● DATA FOR PROCESSING:
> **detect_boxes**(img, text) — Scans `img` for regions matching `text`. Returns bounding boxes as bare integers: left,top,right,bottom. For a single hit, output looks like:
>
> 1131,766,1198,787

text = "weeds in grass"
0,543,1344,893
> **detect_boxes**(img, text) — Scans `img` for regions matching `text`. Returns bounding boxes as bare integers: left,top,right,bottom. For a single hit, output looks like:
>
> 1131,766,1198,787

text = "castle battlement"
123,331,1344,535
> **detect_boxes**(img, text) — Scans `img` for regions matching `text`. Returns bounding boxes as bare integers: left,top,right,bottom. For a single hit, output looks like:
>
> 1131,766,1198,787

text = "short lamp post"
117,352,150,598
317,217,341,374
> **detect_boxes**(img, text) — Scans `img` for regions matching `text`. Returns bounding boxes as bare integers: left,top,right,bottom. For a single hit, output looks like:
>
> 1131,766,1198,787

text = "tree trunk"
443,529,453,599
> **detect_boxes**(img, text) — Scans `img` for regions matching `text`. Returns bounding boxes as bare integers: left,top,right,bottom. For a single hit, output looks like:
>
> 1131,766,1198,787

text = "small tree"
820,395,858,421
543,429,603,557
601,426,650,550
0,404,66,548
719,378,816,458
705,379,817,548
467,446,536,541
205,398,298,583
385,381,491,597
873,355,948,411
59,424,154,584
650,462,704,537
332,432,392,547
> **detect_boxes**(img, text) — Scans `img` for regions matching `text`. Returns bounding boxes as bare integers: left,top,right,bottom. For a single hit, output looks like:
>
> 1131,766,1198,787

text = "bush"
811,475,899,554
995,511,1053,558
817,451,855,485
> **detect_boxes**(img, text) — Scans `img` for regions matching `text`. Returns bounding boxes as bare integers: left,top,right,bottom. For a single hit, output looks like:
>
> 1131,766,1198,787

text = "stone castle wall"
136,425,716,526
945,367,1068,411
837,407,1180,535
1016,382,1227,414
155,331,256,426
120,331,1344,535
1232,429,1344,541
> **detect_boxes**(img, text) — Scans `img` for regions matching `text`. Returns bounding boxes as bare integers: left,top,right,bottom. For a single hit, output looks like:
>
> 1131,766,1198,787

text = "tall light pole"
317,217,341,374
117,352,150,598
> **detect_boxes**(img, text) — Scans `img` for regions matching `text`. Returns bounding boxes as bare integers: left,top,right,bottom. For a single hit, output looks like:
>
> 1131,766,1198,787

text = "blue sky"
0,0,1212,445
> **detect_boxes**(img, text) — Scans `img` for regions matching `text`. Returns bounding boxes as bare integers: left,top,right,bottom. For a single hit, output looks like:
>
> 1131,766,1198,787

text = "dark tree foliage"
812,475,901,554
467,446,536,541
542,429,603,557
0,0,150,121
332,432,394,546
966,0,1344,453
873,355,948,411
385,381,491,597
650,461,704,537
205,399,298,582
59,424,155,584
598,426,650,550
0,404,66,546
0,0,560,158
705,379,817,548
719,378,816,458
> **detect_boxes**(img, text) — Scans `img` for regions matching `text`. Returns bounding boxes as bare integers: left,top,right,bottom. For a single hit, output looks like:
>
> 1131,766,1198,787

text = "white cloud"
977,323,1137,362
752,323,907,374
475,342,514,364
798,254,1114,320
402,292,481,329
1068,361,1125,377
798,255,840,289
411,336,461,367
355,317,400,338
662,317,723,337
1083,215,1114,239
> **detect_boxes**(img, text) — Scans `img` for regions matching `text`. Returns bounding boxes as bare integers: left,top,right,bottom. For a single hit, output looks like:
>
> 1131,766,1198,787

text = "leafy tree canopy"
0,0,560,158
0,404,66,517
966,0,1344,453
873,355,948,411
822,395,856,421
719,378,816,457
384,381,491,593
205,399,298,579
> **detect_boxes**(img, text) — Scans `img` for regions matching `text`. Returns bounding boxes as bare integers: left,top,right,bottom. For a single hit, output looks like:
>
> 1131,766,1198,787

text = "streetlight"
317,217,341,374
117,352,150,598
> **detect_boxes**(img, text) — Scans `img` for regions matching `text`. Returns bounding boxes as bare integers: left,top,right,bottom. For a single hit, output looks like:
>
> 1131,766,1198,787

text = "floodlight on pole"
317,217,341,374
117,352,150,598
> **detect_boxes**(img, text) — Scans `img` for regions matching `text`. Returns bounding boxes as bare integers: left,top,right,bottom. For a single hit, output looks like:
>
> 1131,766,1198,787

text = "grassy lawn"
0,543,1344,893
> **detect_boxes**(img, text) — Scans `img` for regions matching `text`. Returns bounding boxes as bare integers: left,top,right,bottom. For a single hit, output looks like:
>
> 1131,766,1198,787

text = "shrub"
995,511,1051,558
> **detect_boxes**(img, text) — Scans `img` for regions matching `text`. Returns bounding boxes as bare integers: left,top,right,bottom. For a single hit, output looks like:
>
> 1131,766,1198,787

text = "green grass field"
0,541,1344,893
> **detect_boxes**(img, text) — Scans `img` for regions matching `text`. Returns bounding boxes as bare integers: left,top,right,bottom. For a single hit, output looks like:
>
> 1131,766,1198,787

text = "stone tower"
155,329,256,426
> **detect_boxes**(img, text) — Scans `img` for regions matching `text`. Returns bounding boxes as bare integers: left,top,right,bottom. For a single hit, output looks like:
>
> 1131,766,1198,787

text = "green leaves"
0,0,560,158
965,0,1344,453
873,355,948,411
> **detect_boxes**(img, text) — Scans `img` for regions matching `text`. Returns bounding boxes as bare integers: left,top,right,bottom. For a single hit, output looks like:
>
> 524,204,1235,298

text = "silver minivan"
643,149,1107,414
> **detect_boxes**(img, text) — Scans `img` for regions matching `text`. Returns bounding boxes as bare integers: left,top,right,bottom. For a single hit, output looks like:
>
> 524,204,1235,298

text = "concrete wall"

● EXERCISE OBJECTIVE: Count the lines of the material that contain the string "wall", treating uppercase and lowercase as different, and give only the number.

● TASK OUTPUT: 2